Retrieve every line from the records in which the word "Prove" occurs.

─── Dataset extract ───

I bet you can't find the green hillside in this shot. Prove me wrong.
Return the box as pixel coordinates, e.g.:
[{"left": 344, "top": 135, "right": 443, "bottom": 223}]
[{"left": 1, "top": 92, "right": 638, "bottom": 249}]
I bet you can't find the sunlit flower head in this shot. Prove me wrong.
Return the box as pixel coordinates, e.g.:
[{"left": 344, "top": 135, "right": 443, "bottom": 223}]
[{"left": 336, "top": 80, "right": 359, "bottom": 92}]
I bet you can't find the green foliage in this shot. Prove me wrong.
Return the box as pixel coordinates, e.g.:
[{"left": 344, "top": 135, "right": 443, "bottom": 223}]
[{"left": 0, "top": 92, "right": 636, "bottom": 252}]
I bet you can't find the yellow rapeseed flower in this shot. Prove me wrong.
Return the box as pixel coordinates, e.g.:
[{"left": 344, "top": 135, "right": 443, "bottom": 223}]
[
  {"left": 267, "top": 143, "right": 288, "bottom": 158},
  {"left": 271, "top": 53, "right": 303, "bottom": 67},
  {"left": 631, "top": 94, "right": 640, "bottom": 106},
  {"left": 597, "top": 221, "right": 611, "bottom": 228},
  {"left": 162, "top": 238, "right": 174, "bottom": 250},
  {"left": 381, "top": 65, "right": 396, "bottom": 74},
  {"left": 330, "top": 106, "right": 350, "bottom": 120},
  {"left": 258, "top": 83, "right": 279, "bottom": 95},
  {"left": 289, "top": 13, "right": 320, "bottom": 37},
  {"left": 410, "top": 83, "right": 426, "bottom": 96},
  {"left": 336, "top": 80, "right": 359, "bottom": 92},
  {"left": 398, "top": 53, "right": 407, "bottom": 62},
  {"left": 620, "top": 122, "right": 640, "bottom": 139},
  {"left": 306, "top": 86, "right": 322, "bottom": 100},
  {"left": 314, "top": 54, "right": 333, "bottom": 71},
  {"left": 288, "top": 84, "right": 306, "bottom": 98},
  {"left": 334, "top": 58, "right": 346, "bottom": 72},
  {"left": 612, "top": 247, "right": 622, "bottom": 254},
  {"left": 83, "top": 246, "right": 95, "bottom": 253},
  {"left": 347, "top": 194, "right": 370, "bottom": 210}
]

───

Result of this exercise –
I bet you can't find the green hillside in this shot. Prove me wrong.
I bet you can't find the sunlit flower head in this shot. Prove me wrong.
I bet you can't find the green foliage in this shot. Prove me wrong.
I bet you can't find the yellow rapeseed flower in this shot. Prove me wrong.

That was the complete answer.